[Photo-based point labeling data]
■ ■ ■ ■ ■

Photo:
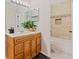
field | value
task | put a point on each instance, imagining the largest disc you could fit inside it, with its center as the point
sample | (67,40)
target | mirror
(17,12)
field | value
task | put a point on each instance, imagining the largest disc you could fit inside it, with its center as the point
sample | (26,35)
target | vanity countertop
(21,33)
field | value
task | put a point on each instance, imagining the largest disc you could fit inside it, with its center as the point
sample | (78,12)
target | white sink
(21,33)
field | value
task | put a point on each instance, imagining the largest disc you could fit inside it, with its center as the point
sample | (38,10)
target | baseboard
(45,54)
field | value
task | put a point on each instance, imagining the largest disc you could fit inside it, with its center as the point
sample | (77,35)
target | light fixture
(19,2)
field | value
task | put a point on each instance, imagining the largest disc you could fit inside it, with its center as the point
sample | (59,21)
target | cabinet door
(19,56)
(33,47)
(38,44)
(18,48)
(27,50)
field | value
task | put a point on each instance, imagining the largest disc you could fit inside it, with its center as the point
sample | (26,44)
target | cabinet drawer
(18,48)
(19,40)
(19,56)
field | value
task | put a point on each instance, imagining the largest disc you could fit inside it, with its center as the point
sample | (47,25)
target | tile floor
(60,55)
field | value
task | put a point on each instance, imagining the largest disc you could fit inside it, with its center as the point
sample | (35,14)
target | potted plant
(30,25)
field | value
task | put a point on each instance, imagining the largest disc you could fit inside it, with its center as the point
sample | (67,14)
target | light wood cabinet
(27,50)
(23,47)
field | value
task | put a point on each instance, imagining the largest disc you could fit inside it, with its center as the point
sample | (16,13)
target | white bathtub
(64,45)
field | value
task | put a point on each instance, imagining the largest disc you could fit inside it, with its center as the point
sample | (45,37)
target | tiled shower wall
(61,20)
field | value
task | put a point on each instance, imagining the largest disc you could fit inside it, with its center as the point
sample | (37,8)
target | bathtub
(64,45)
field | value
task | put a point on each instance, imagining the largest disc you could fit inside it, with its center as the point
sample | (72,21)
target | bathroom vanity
(23,46)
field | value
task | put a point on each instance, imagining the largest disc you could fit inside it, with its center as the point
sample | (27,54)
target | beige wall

■ ■ ■ ■ ■

Goal of the exercise :: Return each line from the material above exactly, but not the pictures.

In response ::
Photo:
field | value
task | put a point on each instance, imagining the largest disc you could fit inside it, with its center as the point
sample | (67,40)
target | mirror
(17,12)
field | value
task | put a point on each instance, imagining the largest disc you could fit inside it, with its center as the point
sample | (26,35)
target | vanity countertop
(21,33)
field | value
task | put a point on each instance, imagining the largest disc you could fit inside it, with its center as the point
sample | (78,12)
target | white sink
(21,33)
field | value
task | put a point on each instance, imagining the largest disc you could fit inside it, with its center as the point
sample | (38,10)
target | baseboard
(45,54)
field | value
task | put a point on each instance, imagining the largest disc you could fit inside it, with its center as the point
sample | (77,35)
target | light fixture
(19,2)
field | value
task | put a point on each instance, imagining the largest disc you could fit inside it, with its center as the point
sample | (59,21)
target | cabinet door
(19,56)
(33,47)
(38,44)
(18,48)
(27,50)
field | value
task | put a point on each instance, imagining the largest disc you could fit inside it, with its center as the point
sample | (26,44)
target | cabinet drawer
(18,48)
(19,40)
(19,56)
field | value
task | put a point on each instance, imagining the largest disc you could fit inside it, with its center as the point
sample | (47,25)
target | tile floor
(60,55)
field | value
task | put a point on each instance, imagining the largest disc you could fit inside it, with its center as the point
sample | (35,14)
target | potted plant
(30,25)
field | value
task | put a point on each instance, imagining the largest disc you could fit inside it, with its center as the point
sample | (67,14)
target | light wood cabinet
(27,50)
(23,47)
field | value
task | put a point on each instance, imagining the largest disc you could fit inside it, with its center as the point
sample | (16,13)
target | white bathtub
(64,45)
field | value
task | put a point on each instance, imagining the largest disc you could fit inside it, with its center as the point
sample | (45,37)
target | tiled shower wall
(61,20)
field | value
task | put a point on each instance, imagining the largest disc you could fit inside it, with its center as the point
sample | (37,8)
target | bathtub
(64,45)
field | value
task | put a point on each instance, imagining the largest disc you could fit inside it, with its center as the point
sample | (72,21)
target | bathroom vanity
(23,46)
field | value
task | put a point on each instance, imagining the largest disc you could fit inside it, with its center as the point
sample | (27,54)
target | beige wall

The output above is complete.